***** Excerpted text

There’s the Asian food district under Syntagma Square, Indian and Pakistani food in Psyrri and many, many other ethnic food places in pockets of the city that have sprouted up in recent years.
Here’s our guide to the ones you definitely shouldn’t miss! NB. In case of lockdown, or if you simply can’t get to these places, all are also available on home delivery apps like E-food and Wolt.
Would you prefer an Indian samosa or, a Mexican chimichanga or burrito, a middle eastern tabbouleh salad or an Asian-style salad with stir-fried veggies and prawns? If you can’t make your mind up– or want a combination of ethnic foods– go to Etnico (Kolokotroni 22, Monastiraki) where there are plenty of options to choose from. There are also a sufficient amount of vegan options on the menu. Migada serves everything from Thai Tom Kha Gai soup to Asian noodles, falafels, Mexican tacos and Indian curries (Praxitelous 8, Monastiraki). Their menu is separated into sections based on explorer’s journeys to different parts of the world and including the ingredients and dishes found there. They also serve a satisfying amount of vegan and vegetarian dishes (including a delicious vegan chocolate cake).
In recent years some of Athens’ Indian restaurants have created the ‘Indian souvlaki’, which makes for a perfect takeaway wrap if you’re not in the mood for the Greek souvlaki because you fancy something more exotic. Mirch (Ermou 109, Thisseio) serves the most popular one of this type, made with a large thin nan bread stuffed with chicken tikka, raita and mixed vegetables and cut in half. Bollywood Masala (Fokionos 4) makes the same chicken tikka souvlaki, as well as an onion bhaji souvlaki and Indian-style kebab souvlaki. Both also serve easy-to-eat-out samosas and poppadoms.
Pak Tika Tak (Menandrou 13, Psyrri) serves spicy kebabs and chicken tikka wraps as well as several vegetarian options like rice with chickpeas or vegetable curry.
For the rare pleasure of trying Pakistani sweets to much along the street or take home, go to Sitara Sweets and Bakery (Menandrou 14, Psyrri). Here you’ll find authentic, homemade traditional desserts like gulab jamun, jalebi and barfi. You can also get a plate of pani puri (crisp fried crepe-like dough balls stuffed with imli pani flavored water, chutney, chili, chaat masala, potato, onion or chickpeas, that’s very hard to find elsewhere in Athens!

**********

__Directions__.
A) In the Athens food guide, what bread does Mirch use for its Indian souvlaki?
B) According to the Athens food guide, why is Etnico a good choice for someone who can't decide what to eat or wants to combine ethnic foods?
C) Transcribe the passage of the Athens food guide starting with "There’s the Asian" and going on through "in recent years.".
The data after this point has no role in this work.

***** Stored data

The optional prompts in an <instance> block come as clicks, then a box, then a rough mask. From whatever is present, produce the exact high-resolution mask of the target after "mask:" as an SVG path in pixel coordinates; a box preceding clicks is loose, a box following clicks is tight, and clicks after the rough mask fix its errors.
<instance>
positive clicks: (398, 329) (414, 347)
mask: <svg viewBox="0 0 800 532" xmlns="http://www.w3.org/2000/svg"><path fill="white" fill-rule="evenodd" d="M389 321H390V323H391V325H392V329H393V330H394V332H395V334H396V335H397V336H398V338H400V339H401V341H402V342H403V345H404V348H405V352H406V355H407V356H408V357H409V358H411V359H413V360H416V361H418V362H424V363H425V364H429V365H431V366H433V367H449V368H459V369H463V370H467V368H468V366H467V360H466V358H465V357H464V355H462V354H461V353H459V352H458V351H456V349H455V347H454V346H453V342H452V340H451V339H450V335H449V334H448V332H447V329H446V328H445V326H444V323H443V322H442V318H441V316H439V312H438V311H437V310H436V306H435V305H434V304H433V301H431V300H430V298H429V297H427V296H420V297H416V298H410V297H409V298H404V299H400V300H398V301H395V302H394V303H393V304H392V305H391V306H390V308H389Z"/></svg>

**********

__Outputs by task__.
A) A large thin nan bread.

B) Etnico offers plenty of options to choose from, covering several cuisines such as Indian, Mexican, Middle Eastern and Asian dishes. That range lets an undecided diner pick one dish or combine several.

C)
There’s the Asian food district under Syntagma Square, Indian and Pakistani food in Psyrri and many, many other ethnic food places in pockets of the city that have sprouted up in recent years.